_SUPPLIED PASSAGE_
-- Start --
If you've had good/bad/indifferent experiences with the Tanita scales, please let me know. The investment of $80 is pretty big for me right now so I do not want to waste the money if the technology is bogus.

Thanks!
JGR
 

Shaggz

A strong 7
I have one, and we never use the function. Lemme know if you are interested in a scale trade or the like.
 
I have one and I think its worth the money.

Is it 100% accurate? no. What it has done for me though is this.

1. It gives me a starting point and a comparison between weight and body fat.

2. Weight goals are ok but body fat goal is probably healthier. Example. Say my weight goal was 170. I get to 170 but my body fat is 20%. What good was the 170 other than a short term goal maybe.

Or it could be the opposite. What if I set a weight goal to be 145, but at 155 my body fat was 7 or 8 %. No reason to continue.
-- End --
_DATA SECTION_
-- Start --
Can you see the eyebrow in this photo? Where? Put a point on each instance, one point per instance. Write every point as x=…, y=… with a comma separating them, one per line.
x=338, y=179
-- End --
Please list every body weight figure that appears in the Tanita scales text. Rely only on the Tanita scales text, not on the lines.

170, 145, 155